Brief » Copy out the passage about promotores de salud from "The hope is" up to and including "equitable, and accessible.", swapping "disparities" for "inequities".

Extract to read »

----

By Rachel Bloom-Pojar
I am what academics might call a community-engaged researcher. Much of my research and writing involves telling people in positions of power (teachers, healthcare practitioners, health communicators) about how much they can learn from communities and their communication practices. I am interested in learning about ways that institutions can better invest their time and money toward building relationships and supporting the expertise that is already present in the community. It’s quite simple, really, but I think it’s important work. I don’t see myself as an expert, but rather, I try to leverage my privileges and resources to support and sustain the communities that I work with. Thanks to a Mellon/ACLS Scholars and Society Fellowship, I’m spending the 2020-2021 academic year working as a fellow at Planned Parenthood of Wisconsin (PPWI) with their Promotores de Salud Program. My role with this work is a bit like an intern and a resident researcher. Part of my time is spent in meetings and planning activities for ongoing educational programming with the promotores and the other part is spent with research activities (like interviews, focus groups, analyzing data, and writing) that are focused on highlighting the work of the promotores. So, while my colleagues are figuring out teaching online in a pandemic, I’m figuring out what it means to do community-engaged research remotely. A topic that is constantly on my mind is access.
Access and barriers to access have long been topics of interest for healthcare practitioners, researchers, and policy makers. They impact how healthy a community is and how well (or not) a healthcare system meets that community’s needs. Networks of access include many different aspects such as transportation, food security, housing, social services, family life, and more. Not only do people face barriers to accessing quality healthcare, but institutions often also face barriers to the ways they can access and connect with communities. Many of these barriers are inherent in the ways the healthcare system is set up to privilege spaces, professionals, and language practices that are separate from local communities—especially immigrant communities. One way that institutions try to “reach” Spanish-speaking immigrant communities is through promotores de salud (health promoters). Promotores de salud are often seen as lay people who can educate their communities about health information and transmit messages from institutions that are trying to reach the people where they live. Too often, the direction of information is top-down in the ways it moves from the healthcare institution to the community.
The hope is that improving access to information can lead to a decrease in health disparities and an increase in the utilization of healthcare services by these communities. But what about the information and education that can come from the community to inform and make positive changes to institutions? Part of my work this year is to lift up the stories, experiences, and expertise of the promotores de salud to help identify ways that the healthcare system might transform into something that is more just, equitable, and accessible.
So, what do these promotores de salud do? The specific role takes on different shapes depending on where they work and what institution they’re affiliated with. The promotores that I’m working with are experts in creating confianza (trust/confidence) and connecting people to resources. By building confianza with their communities, people open up to them about all sorts of things going on in their lives. They use a curriculum (CCmás) about sexual and reproductive health that was developed with input from the community. This curriculum is taught through conversations at Home Health Parties, or Fiestas Caseras, which were modeled after the Avon business model of gathering for a party in people’s homes and working as consultants. These fiestas caseras provide the space for the promotores to facilitate conversations about a range of topics on sexual health, reproductive justice, advocacy, and empowering the community. Through the support of various grants, the promotores also support non-partisan activities for civic participation by encouraging and assisting people with filling out the census and registering to vote. With the current pandemic, some of the promotores have turned to virtual gatherings to host Fiestas Caseras, and all of them continue to help connect people to resources available for legal issues, bill payments, health services, and more.

----

Data »
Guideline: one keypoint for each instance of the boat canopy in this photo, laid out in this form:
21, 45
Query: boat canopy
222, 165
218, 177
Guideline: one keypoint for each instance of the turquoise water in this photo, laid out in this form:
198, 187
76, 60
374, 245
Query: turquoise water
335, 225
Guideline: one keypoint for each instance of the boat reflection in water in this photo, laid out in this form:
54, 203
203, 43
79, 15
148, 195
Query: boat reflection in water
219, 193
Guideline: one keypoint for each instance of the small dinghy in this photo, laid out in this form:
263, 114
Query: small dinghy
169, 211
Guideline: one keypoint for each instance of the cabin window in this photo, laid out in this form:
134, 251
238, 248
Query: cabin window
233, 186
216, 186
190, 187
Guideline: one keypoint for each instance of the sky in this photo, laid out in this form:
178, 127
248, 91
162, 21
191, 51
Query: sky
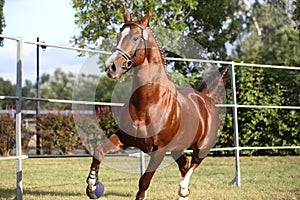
53, 22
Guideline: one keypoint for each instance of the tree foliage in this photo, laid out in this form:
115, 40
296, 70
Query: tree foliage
278, 44
2, 20
211, 23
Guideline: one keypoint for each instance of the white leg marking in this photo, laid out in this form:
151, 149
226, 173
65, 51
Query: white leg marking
184, 184
92, 180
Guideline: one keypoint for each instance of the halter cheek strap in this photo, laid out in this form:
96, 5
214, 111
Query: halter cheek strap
130, 59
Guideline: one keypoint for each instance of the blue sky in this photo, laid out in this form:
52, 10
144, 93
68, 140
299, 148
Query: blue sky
50, 20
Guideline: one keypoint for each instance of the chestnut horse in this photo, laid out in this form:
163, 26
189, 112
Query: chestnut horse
158, 117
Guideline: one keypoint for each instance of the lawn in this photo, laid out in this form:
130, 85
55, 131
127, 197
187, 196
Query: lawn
64, 178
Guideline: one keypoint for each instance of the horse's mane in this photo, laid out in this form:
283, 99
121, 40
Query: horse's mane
161, 49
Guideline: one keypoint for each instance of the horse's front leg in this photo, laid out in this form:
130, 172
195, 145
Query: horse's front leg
113, 144
156, 159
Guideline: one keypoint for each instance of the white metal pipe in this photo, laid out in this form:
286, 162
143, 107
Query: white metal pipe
237, 178
19, 186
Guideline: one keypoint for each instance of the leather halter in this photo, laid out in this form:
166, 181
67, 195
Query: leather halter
130, 59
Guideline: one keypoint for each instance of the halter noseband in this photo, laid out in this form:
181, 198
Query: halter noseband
130, 59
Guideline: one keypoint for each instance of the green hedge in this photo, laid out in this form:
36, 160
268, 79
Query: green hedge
8, 136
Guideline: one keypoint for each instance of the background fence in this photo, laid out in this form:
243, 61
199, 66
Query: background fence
234, 105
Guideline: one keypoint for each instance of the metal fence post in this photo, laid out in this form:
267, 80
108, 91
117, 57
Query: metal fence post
19, 186
237, 178
142, 166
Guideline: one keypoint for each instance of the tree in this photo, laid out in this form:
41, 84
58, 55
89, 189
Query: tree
278, 44
296, 13
96, 19
2, 20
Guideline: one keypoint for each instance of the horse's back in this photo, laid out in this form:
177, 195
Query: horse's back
199, 121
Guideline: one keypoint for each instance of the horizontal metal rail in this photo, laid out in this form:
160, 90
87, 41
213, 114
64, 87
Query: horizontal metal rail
137, 154
168, 58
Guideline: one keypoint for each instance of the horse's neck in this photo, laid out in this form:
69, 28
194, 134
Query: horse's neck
152, 72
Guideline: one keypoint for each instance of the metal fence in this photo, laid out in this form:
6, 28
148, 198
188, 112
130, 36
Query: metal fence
19, 98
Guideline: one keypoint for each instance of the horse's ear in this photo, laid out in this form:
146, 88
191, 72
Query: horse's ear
127, 17
145, 20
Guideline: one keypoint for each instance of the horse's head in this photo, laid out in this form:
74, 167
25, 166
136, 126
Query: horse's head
131, 46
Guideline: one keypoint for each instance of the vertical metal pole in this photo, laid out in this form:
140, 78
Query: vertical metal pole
19, 186
142, 165
38, 144
237, 178
142, 162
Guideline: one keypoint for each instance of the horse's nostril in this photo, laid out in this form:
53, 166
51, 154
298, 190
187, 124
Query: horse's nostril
113, 67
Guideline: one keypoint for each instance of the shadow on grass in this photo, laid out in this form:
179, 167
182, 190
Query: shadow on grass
7, 193
11, 193
115, 194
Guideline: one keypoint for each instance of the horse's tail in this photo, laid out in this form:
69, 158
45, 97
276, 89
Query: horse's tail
213, 86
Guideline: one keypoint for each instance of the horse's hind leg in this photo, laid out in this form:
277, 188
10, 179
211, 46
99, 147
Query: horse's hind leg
184, 183
156, 159
113, 144
182, 161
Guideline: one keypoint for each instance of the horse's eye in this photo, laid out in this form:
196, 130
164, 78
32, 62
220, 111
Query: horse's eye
135, 38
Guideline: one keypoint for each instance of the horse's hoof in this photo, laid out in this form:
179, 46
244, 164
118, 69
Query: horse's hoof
184, 192
97, 193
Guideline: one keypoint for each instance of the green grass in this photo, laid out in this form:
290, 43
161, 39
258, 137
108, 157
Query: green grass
261, 178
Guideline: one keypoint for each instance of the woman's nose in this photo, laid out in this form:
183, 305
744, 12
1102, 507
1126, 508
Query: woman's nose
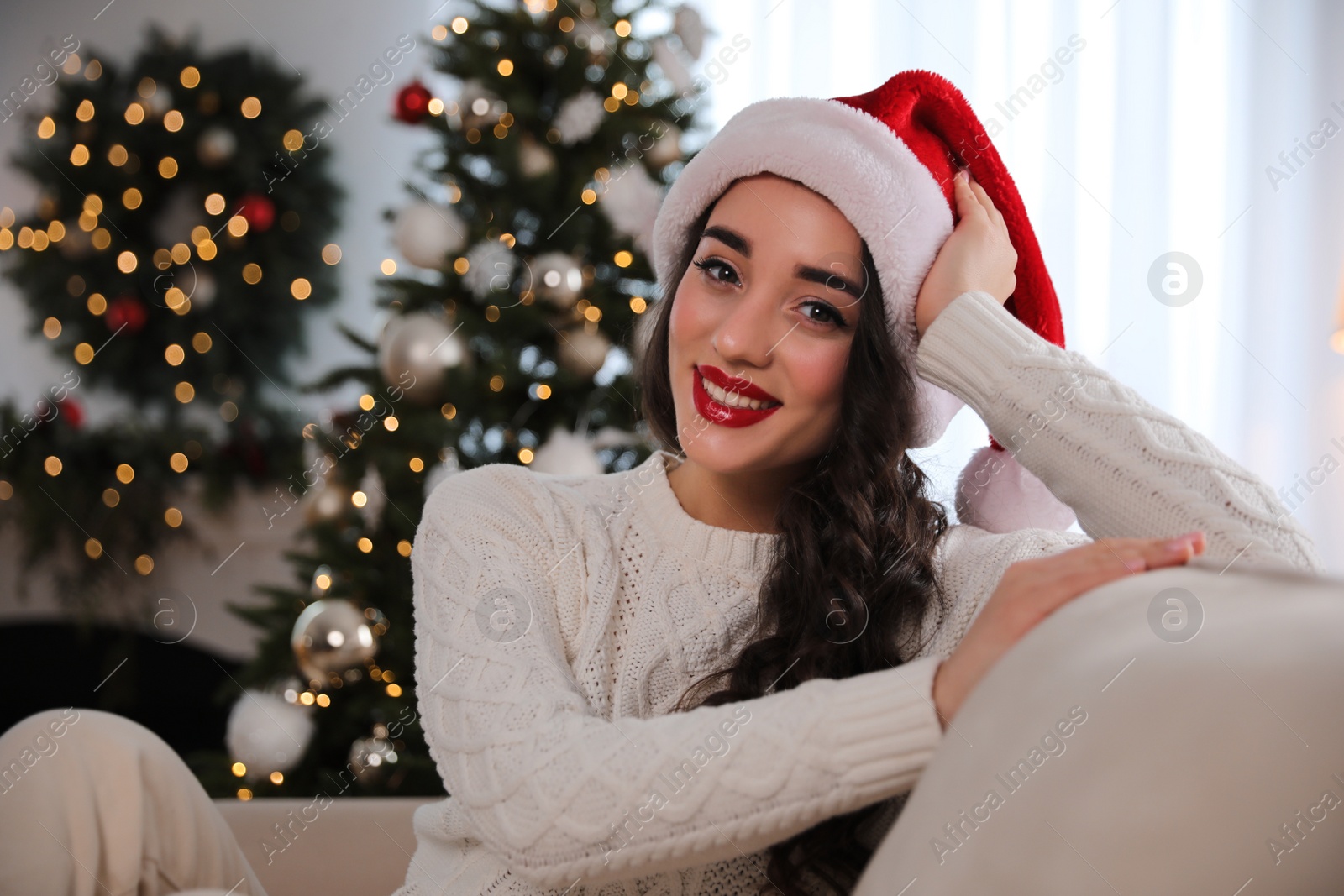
746, 335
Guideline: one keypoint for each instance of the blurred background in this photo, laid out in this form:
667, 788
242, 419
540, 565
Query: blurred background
265, 257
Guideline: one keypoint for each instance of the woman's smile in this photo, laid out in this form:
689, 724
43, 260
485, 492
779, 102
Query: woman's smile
730, 401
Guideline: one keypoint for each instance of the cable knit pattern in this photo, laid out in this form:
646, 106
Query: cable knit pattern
558, 620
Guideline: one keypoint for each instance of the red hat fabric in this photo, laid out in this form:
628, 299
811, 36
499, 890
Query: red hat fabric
886, 160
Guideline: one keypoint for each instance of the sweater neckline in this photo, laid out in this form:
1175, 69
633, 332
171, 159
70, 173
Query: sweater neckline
718, 546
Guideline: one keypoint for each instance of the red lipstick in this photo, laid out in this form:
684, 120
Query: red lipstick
727, 414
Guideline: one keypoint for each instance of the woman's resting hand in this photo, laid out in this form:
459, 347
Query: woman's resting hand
1032, 590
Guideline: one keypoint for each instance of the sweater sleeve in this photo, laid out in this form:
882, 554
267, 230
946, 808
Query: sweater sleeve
1126, 468
564, 793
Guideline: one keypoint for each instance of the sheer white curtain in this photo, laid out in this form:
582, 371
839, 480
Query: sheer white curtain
1158, 136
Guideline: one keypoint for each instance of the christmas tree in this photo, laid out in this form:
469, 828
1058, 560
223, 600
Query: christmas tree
160, 268
506, 340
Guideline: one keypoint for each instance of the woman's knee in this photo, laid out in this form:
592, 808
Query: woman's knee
44, 735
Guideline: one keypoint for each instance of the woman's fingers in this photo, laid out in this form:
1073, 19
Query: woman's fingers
1062, 577
967, 201
985, 202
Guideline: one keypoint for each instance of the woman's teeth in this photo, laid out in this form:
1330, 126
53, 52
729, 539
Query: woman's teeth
734, 399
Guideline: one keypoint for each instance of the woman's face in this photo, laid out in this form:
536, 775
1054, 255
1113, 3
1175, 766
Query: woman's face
768, 308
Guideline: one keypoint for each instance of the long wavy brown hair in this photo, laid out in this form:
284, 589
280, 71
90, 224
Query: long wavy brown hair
853, 578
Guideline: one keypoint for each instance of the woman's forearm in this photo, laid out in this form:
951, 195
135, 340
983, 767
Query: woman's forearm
1126, 468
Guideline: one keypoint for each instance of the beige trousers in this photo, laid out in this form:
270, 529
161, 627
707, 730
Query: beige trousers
94, 804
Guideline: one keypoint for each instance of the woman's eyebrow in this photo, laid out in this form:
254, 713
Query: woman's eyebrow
739, 244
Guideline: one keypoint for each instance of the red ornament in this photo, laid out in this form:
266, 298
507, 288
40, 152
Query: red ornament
259, 211
127, 312
413, 102
71, 412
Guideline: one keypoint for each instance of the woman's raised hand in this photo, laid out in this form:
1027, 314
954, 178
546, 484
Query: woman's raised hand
979, 254
1032, 590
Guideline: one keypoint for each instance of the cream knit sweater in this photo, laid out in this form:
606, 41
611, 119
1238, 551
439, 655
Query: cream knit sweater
558, 620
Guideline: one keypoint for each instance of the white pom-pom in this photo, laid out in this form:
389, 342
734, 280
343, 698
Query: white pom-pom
998, 493
690, 27
441, 472
566, 453
425, 234
672, 66
631, 202
268, 732
580, 117
490, 269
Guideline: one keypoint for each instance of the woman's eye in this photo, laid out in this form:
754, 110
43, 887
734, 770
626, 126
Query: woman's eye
828, 313
711, 265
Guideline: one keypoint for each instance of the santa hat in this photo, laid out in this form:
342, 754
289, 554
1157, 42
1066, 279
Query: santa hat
886, 160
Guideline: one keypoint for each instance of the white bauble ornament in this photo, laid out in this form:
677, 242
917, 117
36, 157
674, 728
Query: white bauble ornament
176, 219
268, 734
667, 148
591, 35
331, 637
328, 503
425, 234
370, 758
416, 351
582, 352
631, 202
672, 66
215, 147
566, 453
159, 101
689, 26
580, 117
490, 270
479, 107
534, 159
557, 278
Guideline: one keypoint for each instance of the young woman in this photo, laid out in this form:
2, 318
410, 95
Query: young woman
721, 672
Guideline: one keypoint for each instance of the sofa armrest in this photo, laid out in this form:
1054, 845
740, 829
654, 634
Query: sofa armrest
353, 846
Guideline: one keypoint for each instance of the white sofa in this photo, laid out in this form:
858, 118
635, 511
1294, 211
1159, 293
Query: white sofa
1128, 757
355, 846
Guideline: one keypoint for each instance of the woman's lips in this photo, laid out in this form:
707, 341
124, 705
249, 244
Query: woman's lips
726, 414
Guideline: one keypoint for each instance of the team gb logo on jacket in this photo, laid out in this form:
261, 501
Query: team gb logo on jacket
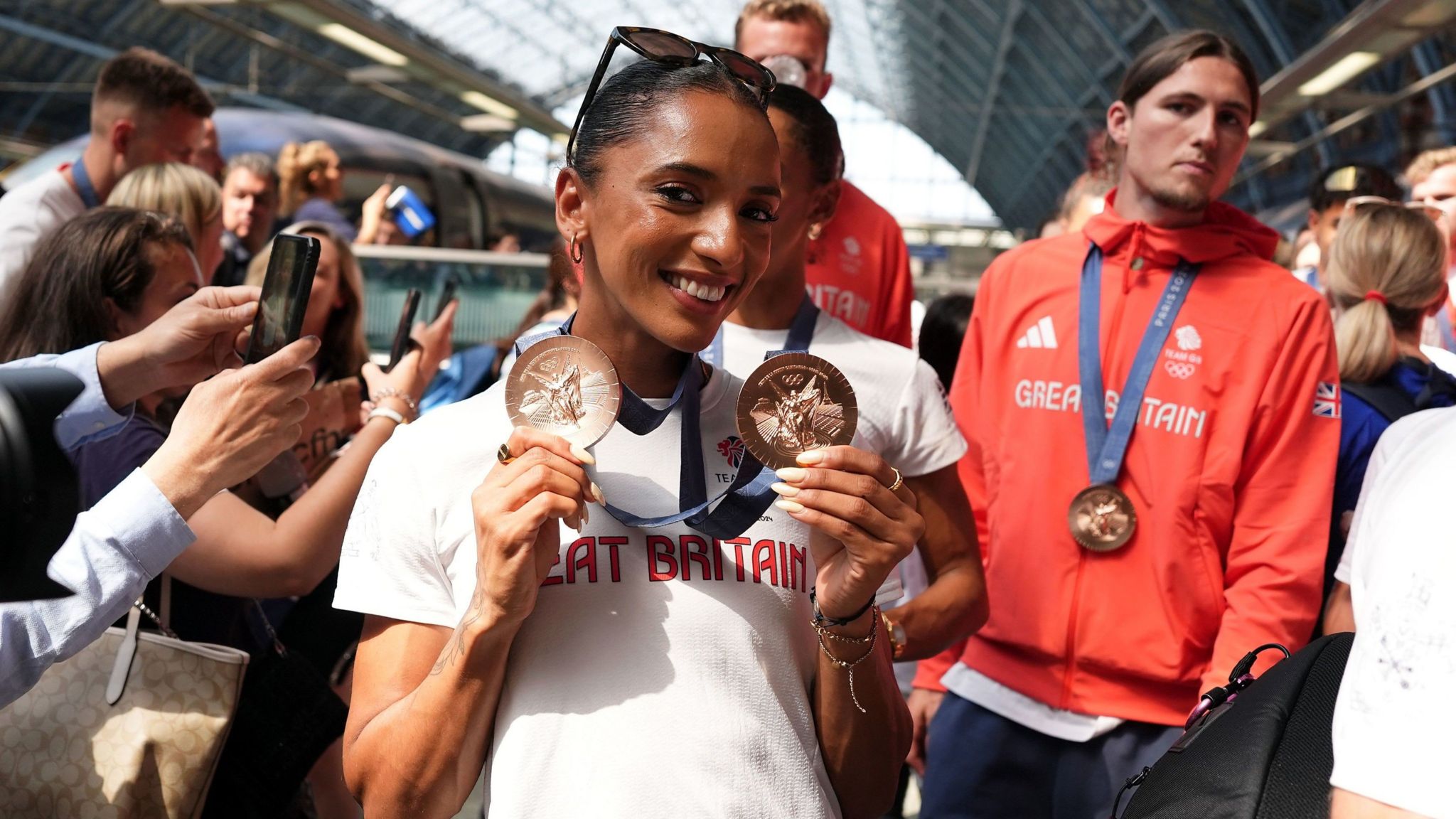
1189, 338
1183, 363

----

Finished task »
The hope is that improving access to information can lead to a decrease in health inequities and an increase in the utilization of healthcare services by these communities. But what about the information and education that can come from the community to inform and make positive changes to institutions? Part of my work this year is to lift up the stories, experiences, and expertise of the promotores de salud to help identify ways that the healthcare system might transform into something that is more just, equitable, and accessible.